- [EXERCISE TASK]
Please count the lines in the entries below that contain the string "entry", treating uppercase and lowercase letters as different, and reply with the number alone.

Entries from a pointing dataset
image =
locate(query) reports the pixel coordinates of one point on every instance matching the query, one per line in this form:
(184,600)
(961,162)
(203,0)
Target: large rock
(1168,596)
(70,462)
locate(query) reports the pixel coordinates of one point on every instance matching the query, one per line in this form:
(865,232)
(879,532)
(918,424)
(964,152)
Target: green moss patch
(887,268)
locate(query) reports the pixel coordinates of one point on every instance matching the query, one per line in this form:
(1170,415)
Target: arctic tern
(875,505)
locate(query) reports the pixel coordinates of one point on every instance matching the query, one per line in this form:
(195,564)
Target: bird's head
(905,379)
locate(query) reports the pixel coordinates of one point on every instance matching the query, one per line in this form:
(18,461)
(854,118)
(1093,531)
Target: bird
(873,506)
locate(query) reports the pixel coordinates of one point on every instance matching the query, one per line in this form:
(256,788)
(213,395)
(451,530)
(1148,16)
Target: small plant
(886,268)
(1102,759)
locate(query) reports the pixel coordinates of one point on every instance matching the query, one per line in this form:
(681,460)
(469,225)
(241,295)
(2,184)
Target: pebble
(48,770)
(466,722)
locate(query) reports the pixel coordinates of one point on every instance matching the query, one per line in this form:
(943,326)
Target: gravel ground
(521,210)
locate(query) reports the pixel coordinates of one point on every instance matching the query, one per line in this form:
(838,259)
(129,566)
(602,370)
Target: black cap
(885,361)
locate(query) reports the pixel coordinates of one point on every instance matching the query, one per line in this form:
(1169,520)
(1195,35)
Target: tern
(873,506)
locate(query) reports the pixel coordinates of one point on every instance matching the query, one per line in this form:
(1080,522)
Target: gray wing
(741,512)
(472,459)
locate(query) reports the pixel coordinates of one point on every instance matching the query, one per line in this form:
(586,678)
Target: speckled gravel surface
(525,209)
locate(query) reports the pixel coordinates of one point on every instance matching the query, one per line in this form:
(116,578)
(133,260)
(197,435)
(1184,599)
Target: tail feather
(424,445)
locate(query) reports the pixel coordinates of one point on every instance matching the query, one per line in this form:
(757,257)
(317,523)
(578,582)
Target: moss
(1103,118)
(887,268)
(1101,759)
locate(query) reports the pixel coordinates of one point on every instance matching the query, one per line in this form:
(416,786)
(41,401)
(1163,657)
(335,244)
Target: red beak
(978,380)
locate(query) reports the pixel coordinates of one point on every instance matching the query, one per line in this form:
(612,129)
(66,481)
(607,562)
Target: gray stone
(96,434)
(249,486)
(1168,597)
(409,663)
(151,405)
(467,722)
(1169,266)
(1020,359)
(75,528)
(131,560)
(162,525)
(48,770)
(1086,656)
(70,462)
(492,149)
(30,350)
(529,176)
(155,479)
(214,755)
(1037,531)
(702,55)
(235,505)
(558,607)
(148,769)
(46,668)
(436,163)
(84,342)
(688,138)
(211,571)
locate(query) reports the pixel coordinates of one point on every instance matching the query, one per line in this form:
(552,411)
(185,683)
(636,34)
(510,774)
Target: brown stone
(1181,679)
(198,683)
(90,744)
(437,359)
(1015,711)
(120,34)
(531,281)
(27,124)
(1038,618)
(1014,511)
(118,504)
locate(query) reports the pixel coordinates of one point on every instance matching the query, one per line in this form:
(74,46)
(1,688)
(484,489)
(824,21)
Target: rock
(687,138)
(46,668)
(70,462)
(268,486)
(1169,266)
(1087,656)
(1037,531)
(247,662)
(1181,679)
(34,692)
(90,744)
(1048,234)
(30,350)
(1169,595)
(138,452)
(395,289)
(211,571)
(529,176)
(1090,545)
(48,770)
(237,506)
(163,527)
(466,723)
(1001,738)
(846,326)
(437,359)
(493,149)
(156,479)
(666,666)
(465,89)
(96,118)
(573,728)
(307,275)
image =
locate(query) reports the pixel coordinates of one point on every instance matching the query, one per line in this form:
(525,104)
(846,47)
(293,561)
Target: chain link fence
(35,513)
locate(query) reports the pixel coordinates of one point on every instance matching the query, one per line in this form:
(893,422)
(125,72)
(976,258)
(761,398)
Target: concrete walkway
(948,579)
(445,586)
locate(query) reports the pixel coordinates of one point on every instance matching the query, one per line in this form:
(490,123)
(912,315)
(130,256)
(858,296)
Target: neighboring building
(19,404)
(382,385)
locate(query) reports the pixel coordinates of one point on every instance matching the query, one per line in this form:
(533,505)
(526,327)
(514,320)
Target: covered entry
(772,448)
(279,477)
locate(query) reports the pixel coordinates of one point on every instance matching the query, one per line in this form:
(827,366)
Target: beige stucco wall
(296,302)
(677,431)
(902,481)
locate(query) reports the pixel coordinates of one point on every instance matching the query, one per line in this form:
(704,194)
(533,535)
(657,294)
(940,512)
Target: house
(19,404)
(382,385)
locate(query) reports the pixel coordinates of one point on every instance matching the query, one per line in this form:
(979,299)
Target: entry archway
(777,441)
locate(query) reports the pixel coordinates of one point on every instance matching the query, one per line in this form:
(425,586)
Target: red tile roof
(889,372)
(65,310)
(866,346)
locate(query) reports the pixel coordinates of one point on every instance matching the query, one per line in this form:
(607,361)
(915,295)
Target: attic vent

- [WRITTEN REPLY]
2